[Stated goal] Could you retype the material below without changing a single character, leaving the pictures out of your copy?

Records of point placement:

-=-=-

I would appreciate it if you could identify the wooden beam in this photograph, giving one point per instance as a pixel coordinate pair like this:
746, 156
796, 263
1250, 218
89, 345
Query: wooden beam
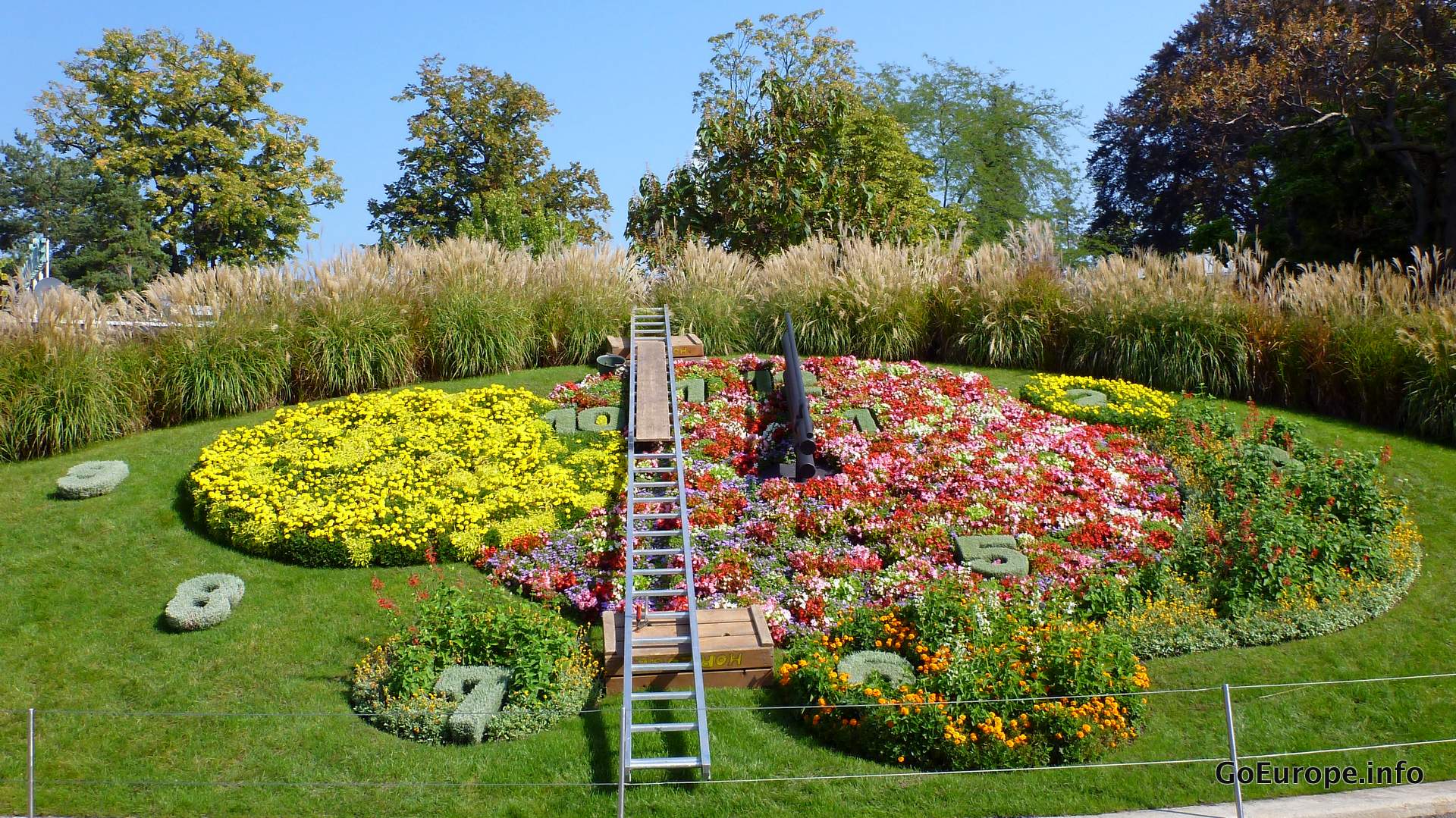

-=-=-

[Result for this task]
I would appreciate it if you could identify the wooden beam in this photograph, giving one point per instance as a pixel coordinate pair like this:
746, 156
796, 263
1250, 218
89, 345
Query: wooden beam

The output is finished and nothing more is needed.